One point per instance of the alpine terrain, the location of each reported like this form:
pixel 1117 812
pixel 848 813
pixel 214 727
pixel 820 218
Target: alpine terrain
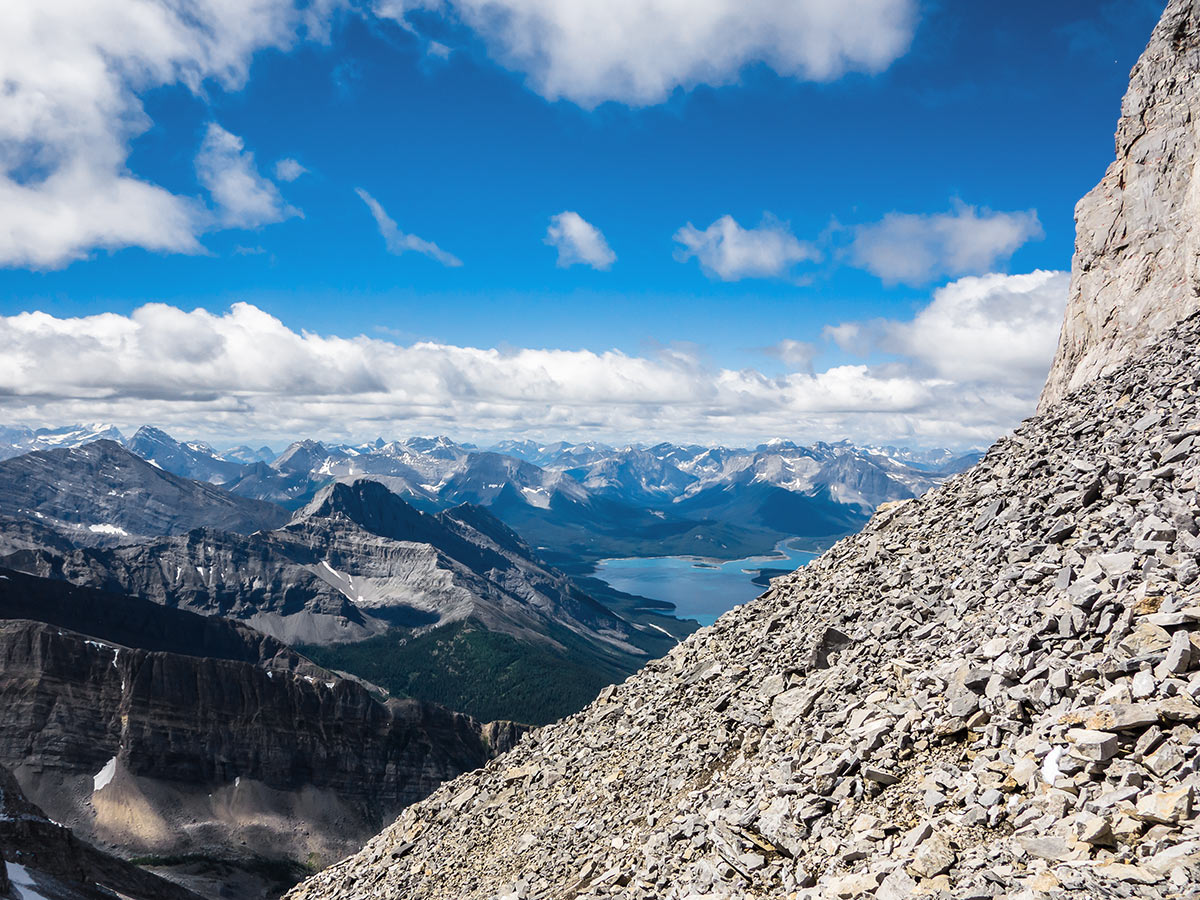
pixel 989 693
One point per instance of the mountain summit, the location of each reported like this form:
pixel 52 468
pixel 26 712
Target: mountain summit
pixel 989 693
pixel 1137 267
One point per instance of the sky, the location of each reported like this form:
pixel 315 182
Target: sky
pixel 691 220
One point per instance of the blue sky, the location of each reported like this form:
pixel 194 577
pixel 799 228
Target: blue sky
pixel 966 131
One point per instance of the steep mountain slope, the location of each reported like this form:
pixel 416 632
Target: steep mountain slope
pixel 1137 239
pixel 47 861
pixel 354 562
pixel 453 607
pixel 195 460
pixel 993 685
pixel 18 439
pixel 101 493
pixel 169 735
pixel 991 691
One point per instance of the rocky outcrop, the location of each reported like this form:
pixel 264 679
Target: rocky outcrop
pixel 166 733
pixel 991 691
pixel 1137 267
pixel 102 495
pixel 49 862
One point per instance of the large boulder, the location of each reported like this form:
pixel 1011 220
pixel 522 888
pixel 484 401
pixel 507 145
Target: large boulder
pixel 1137 241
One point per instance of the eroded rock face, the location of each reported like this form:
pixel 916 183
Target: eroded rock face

┄┄┄┄┄┄┄┄┄┄

Instructions to follow:
Take the entries shown above and quote them verbatim, passing over the pictures.

In response:
One point per instance of the alpine terrain, the location of each reported like this form:
pixel 1117 812
pixel 848 813
pixel 214 727
pixel 820 218
Target: alpine terrain
pixel 989 693
One point per instance of the mountain summit, the location of each reported like this form:
pixel 52 468
pixel 26 712
Target: mountain summit
pixel 989 693
pixel 1137 267
One point per instance of the sky, the location of each reported like this form:
pixel 315 182
Target: sky
pixel 691 220
One point per instance of the blue sky, the location of each reported like this form:
pixel 194 577
pixel 799 228
Target: blue sky
pixel 966 131
One point per instance of the steep mountain slope, the location of each reported like this form:
pixel 416 632
Target: steep mountain slope
pixel 1137 239
pixel 47 861
pixel 354 562
pixel 453 607
pixel 195 460
pixel 993 685
pixel 18 439
pixel 101 493
pixel 169 735
pixel 991 691
One point per instance of the rocky outcrop, the location of each reported like this form:
pixel 264 679
Target: rocky outcrop
pixel 166 733
pixel 991 691
pixel 1137 267
pixel 102 495
pixel 49 862
One point per instance of the large boulder, the location of each reported like this form:
pixel 1011 220
pixel 522 888
pixel 484 401
pixel 507 145
Target: large boulder
pixel 1137 241
One point per instance of the eroded rock face, the location of each reported like this form:
pixel 916 183
Target: eroded rock face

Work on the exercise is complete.